Dataset items:
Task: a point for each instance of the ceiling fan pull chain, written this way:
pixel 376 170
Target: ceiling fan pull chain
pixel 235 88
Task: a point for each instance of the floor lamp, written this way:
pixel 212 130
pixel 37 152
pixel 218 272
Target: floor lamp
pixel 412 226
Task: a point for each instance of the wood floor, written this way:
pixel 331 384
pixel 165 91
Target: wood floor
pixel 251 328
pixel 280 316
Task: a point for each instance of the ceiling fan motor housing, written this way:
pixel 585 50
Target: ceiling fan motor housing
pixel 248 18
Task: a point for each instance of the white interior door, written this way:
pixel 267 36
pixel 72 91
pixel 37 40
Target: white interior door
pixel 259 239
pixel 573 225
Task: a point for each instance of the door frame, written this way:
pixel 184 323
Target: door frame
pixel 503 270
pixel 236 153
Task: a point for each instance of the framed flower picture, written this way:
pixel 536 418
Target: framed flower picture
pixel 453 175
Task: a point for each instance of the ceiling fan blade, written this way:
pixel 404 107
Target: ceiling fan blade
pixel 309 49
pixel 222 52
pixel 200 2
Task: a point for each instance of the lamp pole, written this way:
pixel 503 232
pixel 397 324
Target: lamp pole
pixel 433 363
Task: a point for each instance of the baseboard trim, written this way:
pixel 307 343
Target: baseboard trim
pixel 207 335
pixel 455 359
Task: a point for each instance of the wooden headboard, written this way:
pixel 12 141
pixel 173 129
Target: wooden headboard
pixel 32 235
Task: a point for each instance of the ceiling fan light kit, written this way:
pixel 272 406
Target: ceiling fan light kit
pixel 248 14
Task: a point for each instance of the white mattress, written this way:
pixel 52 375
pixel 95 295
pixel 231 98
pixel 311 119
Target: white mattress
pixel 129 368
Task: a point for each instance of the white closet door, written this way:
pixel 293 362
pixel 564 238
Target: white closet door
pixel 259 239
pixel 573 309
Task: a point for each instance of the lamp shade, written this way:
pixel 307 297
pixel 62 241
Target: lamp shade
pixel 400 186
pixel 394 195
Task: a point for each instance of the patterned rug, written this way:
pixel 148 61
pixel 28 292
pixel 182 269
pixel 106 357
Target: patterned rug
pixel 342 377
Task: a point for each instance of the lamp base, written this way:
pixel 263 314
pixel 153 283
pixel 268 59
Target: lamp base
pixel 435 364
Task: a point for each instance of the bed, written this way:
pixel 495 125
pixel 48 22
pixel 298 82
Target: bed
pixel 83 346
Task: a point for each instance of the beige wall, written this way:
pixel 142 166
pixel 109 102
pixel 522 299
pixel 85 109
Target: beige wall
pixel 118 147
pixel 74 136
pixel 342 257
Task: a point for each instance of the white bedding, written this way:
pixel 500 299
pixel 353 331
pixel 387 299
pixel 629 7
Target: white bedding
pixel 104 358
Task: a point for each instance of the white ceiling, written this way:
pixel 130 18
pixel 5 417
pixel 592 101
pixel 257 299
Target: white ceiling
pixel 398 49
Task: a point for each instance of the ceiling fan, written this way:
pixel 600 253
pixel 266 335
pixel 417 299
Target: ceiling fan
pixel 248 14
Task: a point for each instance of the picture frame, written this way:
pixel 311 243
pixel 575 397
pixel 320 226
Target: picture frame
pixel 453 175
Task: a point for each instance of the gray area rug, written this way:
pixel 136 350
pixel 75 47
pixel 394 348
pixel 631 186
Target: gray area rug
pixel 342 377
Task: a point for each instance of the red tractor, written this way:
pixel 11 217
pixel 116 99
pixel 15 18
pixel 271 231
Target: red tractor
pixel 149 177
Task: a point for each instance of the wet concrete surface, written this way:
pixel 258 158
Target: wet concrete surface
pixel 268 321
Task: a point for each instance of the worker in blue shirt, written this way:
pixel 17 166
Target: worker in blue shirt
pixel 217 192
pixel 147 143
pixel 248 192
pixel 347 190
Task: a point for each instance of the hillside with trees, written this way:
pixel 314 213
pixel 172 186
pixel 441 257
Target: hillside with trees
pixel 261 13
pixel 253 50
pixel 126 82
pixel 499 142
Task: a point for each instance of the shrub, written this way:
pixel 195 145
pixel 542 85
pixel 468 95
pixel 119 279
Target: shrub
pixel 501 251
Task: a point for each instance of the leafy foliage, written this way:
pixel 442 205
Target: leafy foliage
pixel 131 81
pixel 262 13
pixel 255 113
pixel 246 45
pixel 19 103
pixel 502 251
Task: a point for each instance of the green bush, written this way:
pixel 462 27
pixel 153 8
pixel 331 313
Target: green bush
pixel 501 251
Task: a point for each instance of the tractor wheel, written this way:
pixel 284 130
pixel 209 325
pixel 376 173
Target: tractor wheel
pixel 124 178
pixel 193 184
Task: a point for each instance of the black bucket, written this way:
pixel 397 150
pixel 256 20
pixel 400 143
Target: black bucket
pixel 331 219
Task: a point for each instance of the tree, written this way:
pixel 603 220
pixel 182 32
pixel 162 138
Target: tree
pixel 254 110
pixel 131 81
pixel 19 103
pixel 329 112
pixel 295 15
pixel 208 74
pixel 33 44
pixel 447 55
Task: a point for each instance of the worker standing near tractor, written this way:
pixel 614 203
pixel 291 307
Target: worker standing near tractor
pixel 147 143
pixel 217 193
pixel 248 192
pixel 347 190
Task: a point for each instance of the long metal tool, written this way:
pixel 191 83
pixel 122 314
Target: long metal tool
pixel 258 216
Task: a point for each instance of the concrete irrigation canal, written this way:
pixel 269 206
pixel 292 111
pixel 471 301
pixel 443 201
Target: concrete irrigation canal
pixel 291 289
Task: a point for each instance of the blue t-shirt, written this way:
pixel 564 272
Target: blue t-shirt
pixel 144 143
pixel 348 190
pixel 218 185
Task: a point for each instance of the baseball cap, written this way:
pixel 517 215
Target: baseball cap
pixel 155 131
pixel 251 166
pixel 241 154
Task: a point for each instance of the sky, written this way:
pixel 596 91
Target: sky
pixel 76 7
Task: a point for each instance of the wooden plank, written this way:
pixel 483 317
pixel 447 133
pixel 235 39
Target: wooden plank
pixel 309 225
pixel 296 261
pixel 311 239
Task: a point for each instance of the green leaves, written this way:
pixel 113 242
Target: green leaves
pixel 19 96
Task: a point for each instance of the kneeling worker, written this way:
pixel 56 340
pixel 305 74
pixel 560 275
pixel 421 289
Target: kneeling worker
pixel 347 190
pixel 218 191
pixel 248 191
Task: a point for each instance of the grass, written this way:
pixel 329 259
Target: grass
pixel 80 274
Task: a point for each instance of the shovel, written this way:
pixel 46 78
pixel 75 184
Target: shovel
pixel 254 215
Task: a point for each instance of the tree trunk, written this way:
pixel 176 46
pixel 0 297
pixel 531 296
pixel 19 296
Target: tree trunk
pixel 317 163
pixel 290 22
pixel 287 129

### [TRY IT]
Set down the records above once more, exactly as given.

### [ANSWER AREA]
Task: a point for each instance of the ceiling fan pull chain, written this way:
pixel 376 170
Target: ceiling fan pull chain
pixel 235 88
Task: a point for each instance of the floor lamp, written this way:
pixel 212 130
pixel 37 152
pixel 218 272
Target: floor lamp
pixel 412 226
Task: a point for each instance of the wood floor, written this way:
pixel 331 384
pixel 165 91
Target: wood floor
pixel 251 328
pixel 280 316
Task: a point for each instance of the ceiling fan motor housing, written this way:
pixel 585 50
Target: ceiling fan motor housing
pixel 248 18
Task: a point for each instance of the white interior door, written this way:
pixel 267 36
pixel 72 91
pixel 37 40
Target: white interior door
pixel 259 239
pixel 573 225
Task: a point for each instance of the door frame, written this way:
pixel 184 323
Target: door frame
pixel 503 270
pixel 236 153
Task: a point for each instance of the framed flower picture, written this way:
pixel 536 418
Target: framed flower picture
pixel 453 175
Task: a point for each instance of the ceiling fan blade, written this way:
pixel 404 107
Target: ceiling fan blade
pixel 309 49
pixel 222 52
pixel 200 2
Task: a point for each instance of the lamp pole, written this way:
pixel 503 232
pixel 397 324
Target: lamp pole
pixel 433 363
Task: a point for each instance of the baseboard trim, written this way:
pixel 307 343
Target: baseboard trim
pixel 207 335
pixel 455 359
Task: a point for each instance of the wooden headboard, written this way:
pixel 12 141
pixel 173 129
Target: wooden headboard
pixel 32 235
Task: a point for each instance of the ceiling fan light kit, written this way:
pixel 272 406
Target: ceiling fan light kit
pixel 248 14
Task: a point for each instance of the white mattress, written this way:
pixel 52 375
pixel 95 295
pixel 231 98
pixel 311 119
Target: white mattress
pixel 129 368
Task: a point for each instance of the white closet door, written this way:
pixel 293 362
pixel 564 238
Target: white closet door
pixel 259 239
pixel 573 309
Task: a point for each instance of the lamp shade, written this way:
pixel 307 297
pixel 62 241
Target: lamp shade
pixel 400 186
pixel 394 195
Task: a point for each instance of the patterned rug, written this way:
pixel 148 61
pixel 28 292
pixel 182 269
pixel 106 357
Target: patterned rug
pixel 342 377
Task: a point for each instance of the lamp base, written this way:
pixel 263 314
pixel 153 283
pixel 268 59
Target: lamp base
pixel 435 364
Task: a point for each instance of the bed, written this way:
pixel 495 125
pixel 48 22
pixel 298 82
Target: bed
pixel 83 346
Task: a point for each instance of the beige wall, written this way:
pixel 142 166
pixel 109 102
pixel 522 299
pixel 85 109
Target: beige wall
pixel 118 147
pixel 74 136
pixel 342 257
Task: a point for each instance of the white bedding, written this way:
pixel 500 299
pixel 353 331
pixel 387 299
pixel 629 7
Target: white bedding
pixel 104 358
Task: a point for each instance of the white ceiling, written this way:
pixel 130 18
pixel 5 417
pixel 592 101
pixel 257 299
Target: white ceiling
pixel 398 49
Task: a point for each instance of the ceiling fan, written this way:
pixel 600 253
pixel 266 335
pixel 417 299
Target: ceiling fan
pixel 248 14
Task: a point for each instance of the picture frame, written this way:
pixel 311 243
pixel 575 397
pixel 320 226
Target: picture frame
pixel 453 175
Task: a point for each instance of the gray area rug, written this way:
pixel 136 350
pixel 75 47
pixel 394 348
pixel 631 186
Target: gray area rug
pixel 342 377
Task: a point for each instance of the red tractor, written this way:
pixel 11 217
pixel 116 99
pixel 15 18
pixel 271 231
Target: red tractor
pixel 149 177
Task: a point for each instance of the wet concrete surface, written this way:
pixel 258 158
Target: wet concrete surface
pixel 268 321
Task: a point for each instance of the worker in blue shirt, written this way:
pixel 17 166
Target: worker in blue shirt
pixel 217 192
pixel 147 143
pixel 248 192
pixel 347 190
Task: a point for each instance of the hillside with trees, written this way:
pixel 314 213
pixel 172 186
pixel 441 257
Target: hillside with trees
pixel 261 13
pixel 253 50
pixel 126 82
pixel 499 142
Task: a point for each instance of the shrub, written this way:
pixel 195 145
pixel 542 85
pixel 468 95
pixel 119 279
Target: shrub
pixel 501 251
Task: a point for each instance of the leafy foliage, written this way:
pixel 442 205
Target: leafy foliage
pixel 131 81
pixel 262 13
pixel 255 113
pixel 246 45
pixel 19 103
pixel 502 251
Task: a point for each instance of the green bush, written this way:
pixel 462 27
pixel 153 8
pixel 331 313
Target: green bush
pixel 501 251
Task: a point for each instance of the tractor wheel, written this way:
pixel 284 130
pixel 209 325
pixel 376 173
Target: tractor wheel
pixel 124 178
pixel 193 184
Task: a point for each instance of the black bucket, written this way:
pixel 397 150
pixel 256 20
pixel 400 143
Target: black bucket
pixel 331 219
Task: a point for each instance of the tree, written this way:
pixel 603 220
pixel 182 32
pixel 162 138
Target: tree
pixel 254 110
pixel 131 81
pixel 19 103
pixel 329 112
pixel 295 15
pixel 208 74
pixel 33 44
pixel 447 55
Task: a point for each instance of the worker standing near tractor, written this way:
pixel 614 203
pixel 291 307
Target: worker standing near tractor
pixel 147 143
pixel 217 193
pixel 248 192
pixel 347 190
Task: a point for each instance of the long metal tool, written this way:
pixel 191 83
pixel 122 314
Target: long metal tool
pixel 258 216
Task: a point for each instance of the concrete irrigation canal, written this way:
pixel 269 206
pixel 292 111
pixel 471 301
pixel 443 201
Target: concrete irrigation canal
pixel 291 289
Task: a point for each instance of the blue t-shirt, written this way:
pixel 564 272
Target: blue t-shirt
pixel 144 143
pixel 348 190
pixel 218 185
Task: a point for each instance of the baseball cap, written this way:
pixel 517 215
Target: baseball cap
pixel 155 131
pixel 251 166
pixel 241 154
Task: a point for each instance of the sky, written this way:
pixel 596 91
Target: sky
pixel 76 7
Task: a point for each instance of the wooden plank, written this way:
pixel 483 317
pixel 447 133
pixel 235 39
Target: wooden plank
pixel 309 225
pixel 296 261
pixel 311 239
Task: a point for each instance of the green leaves, written this way:
pixel 113 242
Target: green leaves
pixel 19 96
Task: a point for each instance of the kneeling worker, written this way:
pixel 56 340
pixel 305 74
pixel 560 275
pixel 421 289
Target: kneeling worker
pixel 347 190
pixel 218 191
pixel 248 191
Task: a point for each instance of the grass, written this way:
pixel 329 259
Target: grass
pixel 80 274
Task: a point for each instance of the shovel, written this way:
pixel 46 78
pixel 75 184
Target: shovel
pixel 254 215
Task: a point for each instance of the tree trunk, written this way:
pixel 176 46
pixel 0 297
pixel 531 296
pixel 19 296
Target: tree trunk
pixel 317 163
pixel 290 22
pixel 287 129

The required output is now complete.